→ Reading text
Perpetual snow and cold far above the treeline are the conditions for a long running battle between Pakistan and India

Pakistan and the US have troubled relations that have not improved in the past decade. The US, heavily engaged in Afghanistan and conducting a greatly expanded (and hated) drone program across the country and the border areas of Pakistan killed nearly two dozen Pakistani soldiers in November 2011 in a case of mistaken identity. In response, Pakistan suspended the use of its roads for US/NATO resupplying their armies.

As the influential Atlantic magazine wrote in a piece, December, 2011, titled "The Ally From Hell" Pakistan lies. It hosted Osama bin Laden (knowingly or not). Its government is barely functional. It hates the democracy next door. It is home to both radical jihadists and a large and growing nuclear arsenal (which it fears the U.S. will seize). Its intelligence service sponsors terrorists who attack American troops. With a friend like this, who needs enemies? ... Much of the world, of course, is anxious about the security of Pakistan’s nuclear weapons, and for good reason: Pakistan is an unstable and violent country located at the epicenter of global jihadism, and it has been the foremost supplier of nuclear technology to such rogue states as Iran and North Korea. It is perfectly sensible to believe that Pakistan might not be the safest place on Earth to warehouse 100 or more nuclear weapons.

→ Problems and tasks
**a)** Answer these from the text on Pakistan:
(i) How many Pakistani soldiers did the US kill in November 2011?
(ii) What did Pakistan suspend in response?
(iii) What was the title of the Atlantic piece from December 2011?
**b)** Pick up the text on Pakistan after its final sentence and carry it on.

→ Data shown
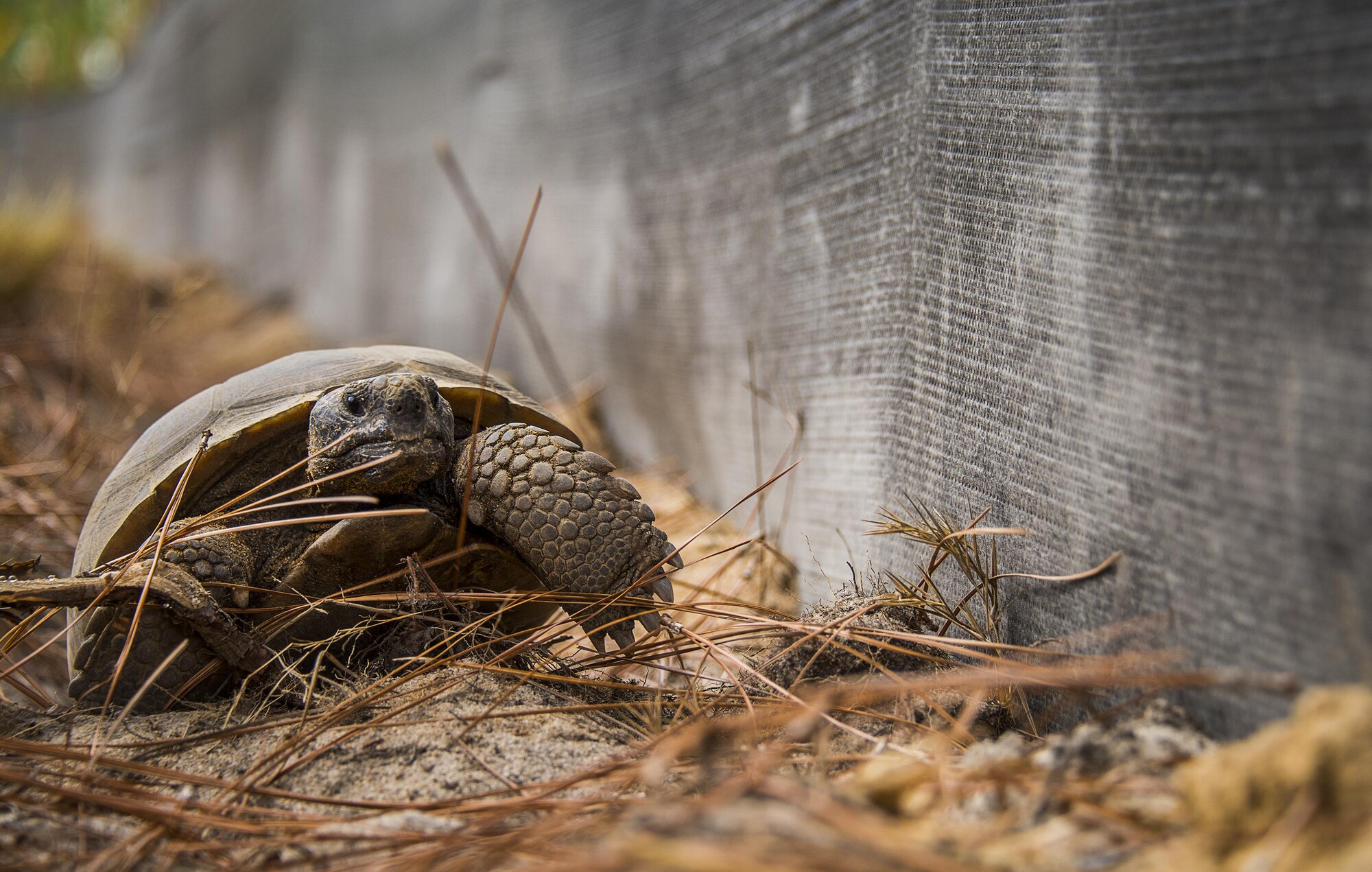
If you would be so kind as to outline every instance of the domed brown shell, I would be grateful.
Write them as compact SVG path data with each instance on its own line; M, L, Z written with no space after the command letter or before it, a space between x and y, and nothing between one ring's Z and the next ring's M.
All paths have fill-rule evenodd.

→ Responses to the exercise
**a)**
(i) Nearly two dozen.
(ii) The use of its roads for US/NATO resupply of their armies.
(iii) "The Ally From Hell."

**b)**
It is a difficult situation - to state the obvious - because along with its sizable Islamic-extremist factions and duplicity by the country's intelligence and military forces, Pakistan has a substantial literate, English-speaking, and likeable population engaged in world trade, sports, and an entrepreneurial spirit. Indeed the country is a member of the British Commonwealth (though not surprisingly, left in 1972 and returned in 1989).

The many military conflicts have led to large budgets for the armed forces, and minimal investment in education and infrastructure in the countryside. Major periodic flooding and occasional earthquakes bring repeated misery and instability to the country.

The new Prime Minister

Raja Pervaiz Ashraf, is now the country's new Prime Minister. Yet exemplifying the turmoil at the highest levels of leadership, "Ashraf became Pakistan's prime minister 10 days ago after Yousuf Raza Gilani was disqualified from office by the Supreme Court. Gilani was found in contempt of court after refusing to write a letter to authorities in Switzerland, asking them to re-open corruption proceedings against President Asif Ali Zardari."

Raja Pervaiz Ashraf, new Prime Minister is a politician who is under investigation for fraud and presided over the collapse of Pakistan's electricity supplies.

There is, then, a revolving door of leadership, another sign of splintered loyalties and stress in the country. But because of the nation's strategic importance - if nothing else those 100 nuclear weapons, and a latent ability to wreak havoc in a troubled region of the world - no country interested in regional stability dares disengage.

Re-opening supply lines

Perhaps the occasion of a new Prime Minister was the right time for the US to apologize publicly for the errant strike. Perhaps, in turn, the apology gave cover for the new PM to accept the apology in a public arena, and reopen supply lines for continued funds and trade. But how long this latest truce and trade will last is anyone's guess.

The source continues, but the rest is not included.